* [TASK DIRECTIONS] Exactness is required throughout. Return every record once more.

* [RECORDS SUPPLIED]
+--
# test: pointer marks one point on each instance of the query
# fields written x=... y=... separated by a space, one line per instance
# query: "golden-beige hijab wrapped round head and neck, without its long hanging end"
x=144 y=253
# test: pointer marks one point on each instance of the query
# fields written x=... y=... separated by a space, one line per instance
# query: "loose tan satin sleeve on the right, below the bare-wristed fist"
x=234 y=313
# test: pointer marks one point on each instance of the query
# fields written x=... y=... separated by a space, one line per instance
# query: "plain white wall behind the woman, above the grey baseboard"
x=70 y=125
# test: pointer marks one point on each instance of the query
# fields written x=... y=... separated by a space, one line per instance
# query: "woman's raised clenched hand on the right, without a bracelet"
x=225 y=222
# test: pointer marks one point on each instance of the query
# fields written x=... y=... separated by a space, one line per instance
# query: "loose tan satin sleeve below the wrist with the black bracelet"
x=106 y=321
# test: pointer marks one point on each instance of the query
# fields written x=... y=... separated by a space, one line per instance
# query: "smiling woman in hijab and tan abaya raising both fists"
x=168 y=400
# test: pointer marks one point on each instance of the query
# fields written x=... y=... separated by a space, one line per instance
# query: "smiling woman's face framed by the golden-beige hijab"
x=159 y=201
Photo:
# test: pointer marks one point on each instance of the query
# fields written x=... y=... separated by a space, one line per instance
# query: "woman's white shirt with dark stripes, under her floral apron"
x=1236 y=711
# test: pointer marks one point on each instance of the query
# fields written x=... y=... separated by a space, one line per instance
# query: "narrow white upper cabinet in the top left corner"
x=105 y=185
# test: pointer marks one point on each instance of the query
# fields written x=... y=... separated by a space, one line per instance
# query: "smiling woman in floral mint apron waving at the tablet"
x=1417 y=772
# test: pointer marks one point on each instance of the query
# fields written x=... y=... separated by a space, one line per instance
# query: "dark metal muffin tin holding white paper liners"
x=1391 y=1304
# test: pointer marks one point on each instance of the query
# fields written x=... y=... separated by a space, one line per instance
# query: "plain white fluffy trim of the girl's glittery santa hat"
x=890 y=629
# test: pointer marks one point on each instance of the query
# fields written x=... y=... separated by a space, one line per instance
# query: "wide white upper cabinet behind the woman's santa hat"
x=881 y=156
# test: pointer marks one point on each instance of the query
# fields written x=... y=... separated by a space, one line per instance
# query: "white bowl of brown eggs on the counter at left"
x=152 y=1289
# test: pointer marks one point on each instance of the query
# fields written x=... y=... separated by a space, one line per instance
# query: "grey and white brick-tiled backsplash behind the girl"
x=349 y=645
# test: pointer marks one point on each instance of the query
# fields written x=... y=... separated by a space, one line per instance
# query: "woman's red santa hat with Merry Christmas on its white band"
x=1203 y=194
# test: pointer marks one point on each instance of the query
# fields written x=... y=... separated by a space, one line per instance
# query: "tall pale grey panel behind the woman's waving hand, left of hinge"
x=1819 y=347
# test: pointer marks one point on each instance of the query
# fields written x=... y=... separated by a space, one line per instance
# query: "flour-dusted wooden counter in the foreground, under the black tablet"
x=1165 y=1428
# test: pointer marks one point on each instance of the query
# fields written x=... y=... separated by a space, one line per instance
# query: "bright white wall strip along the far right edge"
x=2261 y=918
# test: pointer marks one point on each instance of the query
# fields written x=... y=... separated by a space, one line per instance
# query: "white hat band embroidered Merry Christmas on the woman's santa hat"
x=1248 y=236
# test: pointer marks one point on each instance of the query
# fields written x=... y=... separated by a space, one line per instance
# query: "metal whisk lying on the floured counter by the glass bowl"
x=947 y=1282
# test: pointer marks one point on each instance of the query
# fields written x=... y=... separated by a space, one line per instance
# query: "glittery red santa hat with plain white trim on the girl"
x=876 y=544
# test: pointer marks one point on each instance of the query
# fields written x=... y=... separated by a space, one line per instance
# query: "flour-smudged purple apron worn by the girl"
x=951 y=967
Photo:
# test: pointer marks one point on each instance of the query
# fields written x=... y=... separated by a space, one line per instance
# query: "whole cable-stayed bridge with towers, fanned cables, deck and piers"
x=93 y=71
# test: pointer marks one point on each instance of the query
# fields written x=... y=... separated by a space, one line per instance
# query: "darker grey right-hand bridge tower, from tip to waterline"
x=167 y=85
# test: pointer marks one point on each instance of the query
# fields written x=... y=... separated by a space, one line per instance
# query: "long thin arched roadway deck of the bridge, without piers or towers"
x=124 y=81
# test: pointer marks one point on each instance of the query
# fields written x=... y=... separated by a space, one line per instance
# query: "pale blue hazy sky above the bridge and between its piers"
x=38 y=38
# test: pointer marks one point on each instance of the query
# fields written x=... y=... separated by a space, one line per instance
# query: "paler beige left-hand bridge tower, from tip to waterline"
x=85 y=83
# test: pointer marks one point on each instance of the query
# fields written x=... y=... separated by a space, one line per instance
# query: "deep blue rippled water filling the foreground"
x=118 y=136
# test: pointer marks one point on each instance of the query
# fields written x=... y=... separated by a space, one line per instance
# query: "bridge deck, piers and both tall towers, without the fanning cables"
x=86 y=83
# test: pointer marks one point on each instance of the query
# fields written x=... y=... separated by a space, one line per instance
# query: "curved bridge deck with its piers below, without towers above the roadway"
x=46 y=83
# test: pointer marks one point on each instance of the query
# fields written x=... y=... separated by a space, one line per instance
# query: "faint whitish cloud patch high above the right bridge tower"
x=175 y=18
+--
* [SOLVED PROBLEM]
# test: pointer marks one point on each instance of the query
# fields written x=... y=... separated by a space, one line per instance
# query: "golden-beige hijab wrapped round head and neck, without its long hanging end"
x=144 y=253
# test: pointer marks one point on each instance of the query
# fields written x=... y=... separated by a space, one line per instance
# query: "loose tan satin sleeve on the right, below the bare-wristed fist"
x=234 y=313
# test: pointer marks one point on each instance of the query
# fields written x=... y=... separated by a space, one line per instance
# query: "plain white wall behind the woman, above the grey baseboard"
x=70 y=125
# test: pointer marks one point on each instance of the query
# fields written x=... y=... separated by a space, one line per instance
# query: "woman's raised clenched hand on the right, without a bracelet"
x=225 y=222
# test: pointer marks one point on each instance of the query
# fields written x=... y=... separated by a space, one line per instance
# query: "loose tan satin sleeve below the wrist with the black bracelet"
x=106 y=321
# test: pointer marks one point on each instance of the query
# fields written x=... y=... separated by a space, one line per instance
# query: "smiling woman in hijab and tan abaya raising both fists"
x=168 y=400
# test: pointer marks one point on each instance of the query
# fields written x=... y=... separated by a space, one line per instance
# query: "smiling woman's face framed by the golden-beige hijab"
x=159 y=201
Photo:
# test: pointer marks one point on each instance of the query
# fields written x=... y=... separated by a space, one line per instance
# query: "woman's white shirt with dark stripes, under her floral apron"
x=1236 y=711
# test: pointer marks one point on each instance of the query
# fields written x=... y=... separated by a space, one line per instance
# query: "narrow white upper cabinet in the top left corner"
x=105 y=185
# test: pointer marks one point on each instance of the query
# fields written x=... y=... separated by a space, one line per instance
# query: "smiling woman in floral mint apron waving at the tablet"
x=1417 y=772
# test: pointer marks one point on each instance of the query
# fields written x=... y=... separated by a space, one line per instance
# query: "dark metal muffin tin holding white paper liners"
x=1391 y=1304
# test: pointer marks one point on each instance of the query
# fields written x=... y=... separated by a space, one line per instance
# query: "plain white fluffy trim of the girl's glittery santa hat"
x=890 y=629
# test: pointer marks one point on each instance of the query
# fields written x=... y=... separated by a space, one line per instance
# query: "wide white upper cabinet behind the woman's santa hat"
x=881 y=156
# test: pointer marks one point on each instance of the query
# fields written x=... y=... separated by a space, one line per instance
# query: "white bowl of brown eggs on the counter at left"
x=152 y=1289
# test: pointer marks one point on each instance of the query
# fields written x=... y=... separated by a space, one line per instance
# query: "grey and white brick-tiled backsplash behind the girl"
x=349 y=645
# test: pointer marks one point on each instance of the query
# fields written x=... y=... separated by a space, one line per instance
# query: "woman's red santa hat with Merry Christmas on its white band"
x=1203 y=194
# test: pointer marks one point on each instance of the query
# fields written x=... y=... separated by a space, one line per instance
# query: "tall pale grey panel behind the woman's waving hand, left of hinge"
x=1819 y=347
# test: pointer marks one point on each instance of the query
# fields written x=... y=... separated by a space, one line per instance
# query: "flour-dusted wooden counter in the foreground, under the black tablet"
x=1165 y=1428
# test: pointer marks one point on each instance of the query
# fields written x=... y=... separated by a space, one line per instance
# query: "bright white wall strip along the far right edge"
x=2261 y=918
# test: pointer marks one point on each instance of the query
# fields written x=... y=... separated by a space, one line per instance
# query: "white hat band embroidered Merry Christmas on the woman's santa hat"
x=1248 y=236
# test: pointer marks one point on each instance of the query
# fields written x=... y=... separated by a space, one line per instance
# query: "metal whisk lying on the floured counter by the glass bowl"
x=947 y=1282
# test: pointer marks one point on each instance of the query
# fields written x=... y=... separated by a space, one line per instance
# query: "glittery red santa hat with plain white trim on the girl"
x=876 y=544
# test: pointer marks one point on each instance of the query
# fields written x=... y=... separated by a space, one line per instance
# query: "flour-smudged purple apron worn by the girl"
x=951 y=967
Photo:
# test: pointer marks one point on each instance of the query
# fields written x=... y=... separated by a space, one line per instance
# query: "whole cable-stayed bridge with towers, fanned cables, deck and piers"
x=93 y=71
# test: pointer marks one point on each instance of the query
# fields written x=... y=... separated by a space, one line per instance
# query: "darker grey right-hand bridge tower, from tip to waterline"
x=167 y=85
# test: pointer marks one point on each instance of the query
# fields written x=... y=... separated by a space, one line per instance
# query: "long thin arched roadway deck of the bridge, without piers or towers"
x=124 y=81
# test: pointer marks one point on each instance of the query
# fields written x=... y=... separated by a space, one line per instance
# query: "pale blue hazy sky above the bridge and between its piers"
x=38 y=38
# test: pointer marks one point on each instance of the query
# fields written x=... y=... separated by a space, one line per instance
# query: "paler beige left-hand bridge tower, from tip to waterline"
x=85 y=83
# test: pointer marks one point on each instance of the query
# fields written x=... y=... separated by a space, one line per instance
# query: "deep blue rippled water filling the foreground"
x=118 y=136
# test: pointer marks one point on each instance of the query
# fields written x=... y=... separated by a space, one line per instance
# query: "bridge deck, piers and both tall towers, without the fanning cables"
x=86 y=83
# test: pointer marks one point on each instance of the query
# fields written x=... y=... separated by a space, one line per instance
# query: "curved bridge deck with its piers below, without towers above the roadway"
x=46 y=83
# test: pointer marks one point on each instance of the query
# fields written x=... y=... separated by a space, one line per instance
# query: "faint whitish cloud patch high above the right bridge tower"
x=175 y=18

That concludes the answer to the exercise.